#### [STATED EXERCISE]
Retype, exactly as written, every line from the one containing "of the small" through the last line of the records below, both included; skip the pictures.

##### EXERCISE MATERIALS

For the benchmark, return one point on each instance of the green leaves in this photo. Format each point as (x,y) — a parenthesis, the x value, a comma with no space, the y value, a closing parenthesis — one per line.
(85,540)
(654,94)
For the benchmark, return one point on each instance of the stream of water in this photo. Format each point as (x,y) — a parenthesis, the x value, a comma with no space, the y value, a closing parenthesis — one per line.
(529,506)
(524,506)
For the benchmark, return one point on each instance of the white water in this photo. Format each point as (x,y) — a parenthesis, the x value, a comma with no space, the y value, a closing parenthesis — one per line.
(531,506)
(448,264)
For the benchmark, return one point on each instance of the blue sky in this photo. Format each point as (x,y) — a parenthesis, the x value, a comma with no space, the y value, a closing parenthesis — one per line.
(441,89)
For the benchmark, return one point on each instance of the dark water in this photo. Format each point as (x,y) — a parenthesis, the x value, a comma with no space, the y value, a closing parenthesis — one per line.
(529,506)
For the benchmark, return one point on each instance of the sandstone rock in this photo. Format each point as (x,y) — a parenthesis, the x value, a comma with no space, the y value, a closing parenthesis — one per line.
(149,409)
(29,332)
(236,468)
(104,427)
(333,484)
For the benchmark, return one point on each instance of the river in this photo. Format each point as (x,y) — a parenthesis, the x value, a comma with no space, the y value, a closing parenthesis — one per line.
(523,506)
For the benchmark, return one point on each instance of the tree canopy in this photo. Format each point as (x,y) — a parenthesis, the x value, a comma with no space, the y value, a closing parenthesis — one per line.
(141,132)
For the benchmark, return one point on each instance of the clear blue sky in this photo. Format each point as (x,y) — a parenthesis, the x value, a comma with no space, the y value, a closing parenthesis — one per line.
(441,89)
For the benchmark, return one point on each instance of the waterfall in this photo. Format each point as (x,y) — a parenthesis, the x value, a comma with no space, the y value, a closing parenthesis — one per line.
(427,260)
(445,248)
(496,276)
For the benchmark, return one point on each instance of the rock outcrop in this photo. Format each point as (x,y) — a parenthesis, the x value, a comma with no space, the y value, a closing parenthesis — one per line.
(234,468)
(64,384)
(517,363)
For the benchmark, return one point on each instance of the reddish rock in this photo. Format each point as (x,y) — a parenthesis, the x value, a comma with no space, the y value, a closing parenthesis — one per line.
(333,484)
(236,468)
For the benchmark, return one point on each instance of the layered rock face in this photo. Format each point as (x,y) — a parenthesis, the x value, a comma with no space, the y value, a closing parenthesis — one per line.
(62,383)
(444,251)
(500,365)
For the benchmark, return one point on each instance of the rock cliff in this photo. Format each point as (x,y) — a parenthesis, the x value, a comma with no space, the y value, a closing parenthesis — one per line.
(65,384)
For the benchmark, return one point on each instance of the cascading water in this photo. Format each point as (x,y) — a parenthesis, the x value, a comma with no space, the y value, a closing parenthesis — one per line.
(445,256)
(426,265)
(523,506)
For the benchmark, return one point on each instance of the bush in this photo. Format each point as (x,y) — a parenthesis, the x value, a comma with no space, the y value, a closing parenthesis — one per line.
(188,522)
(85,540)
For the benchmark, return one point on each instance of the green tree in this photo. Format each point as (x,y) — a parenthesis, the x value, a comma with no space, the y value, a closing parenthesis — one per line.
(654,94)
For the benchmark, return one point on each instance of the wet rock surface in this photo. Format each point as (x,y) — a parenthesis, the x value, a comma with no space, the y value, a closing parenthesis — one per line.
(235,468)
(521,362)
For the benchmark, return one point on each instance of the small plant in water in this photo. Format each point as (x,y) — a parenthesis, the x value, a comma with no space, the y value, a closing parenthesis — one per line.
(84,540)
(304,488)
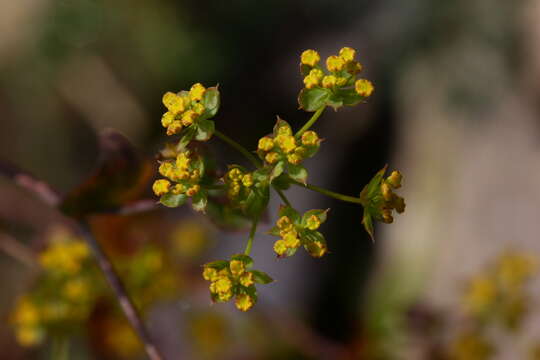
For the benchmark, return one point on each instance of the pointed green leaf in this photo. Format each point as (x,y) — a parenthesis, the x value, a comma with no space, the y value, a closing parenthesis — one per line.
(171,200)
(261,277)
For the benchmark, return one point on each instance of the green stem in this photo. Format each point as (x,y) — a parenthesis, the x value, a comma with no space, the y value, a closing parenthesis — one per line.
(329,193)
(251,235)
(238,147)
(282,196)
(310,122)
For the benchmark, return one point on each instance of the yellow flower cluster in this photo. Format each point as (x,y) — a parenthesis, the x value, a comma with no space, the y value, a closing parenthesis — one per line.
(183,108)
(232,279)
(501,289)
(391,200)
(185,171)
(238,182)
(342,68)
(283,146)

##########

#### [SOLVED EXERCISE]
For the benchmark, return one point on each instance of the small plant in water in this photo. Format each point as (x,y) — a parenthesis, the x value, a comma with no space, the y value, a closing parenthesis — one per line.
(84,540)
(304,488)
For the benchmark, return one point on each instance of the pointed green leaf in this photo. Format each point as (x,y) — a parenthesis, the x value, a comma with no space, the y value, a closing parenthesis — one per line.
(171,200)
(261,277)
For the benchmark, return one point on each instance of the green stem in this photo. Format each point as (x,y) — a parenthesis, the x value, a comma with no space, the y value, a closing parenthesis — one per line.
(329,193)
(251,235)
(238,147)
(282,196)
(310,122)
For the benchmark, return one point on each instance of the yellow flower cluster in this photo. Format each point as (x,y) — a parenthesis, the x value, a comma with no space, the y value, a closing parenthesis — one per line.
(183,108)
(232,279)
(501,289)
(391,200)
(185,171)
(238,182)
(342,68)
(283,146)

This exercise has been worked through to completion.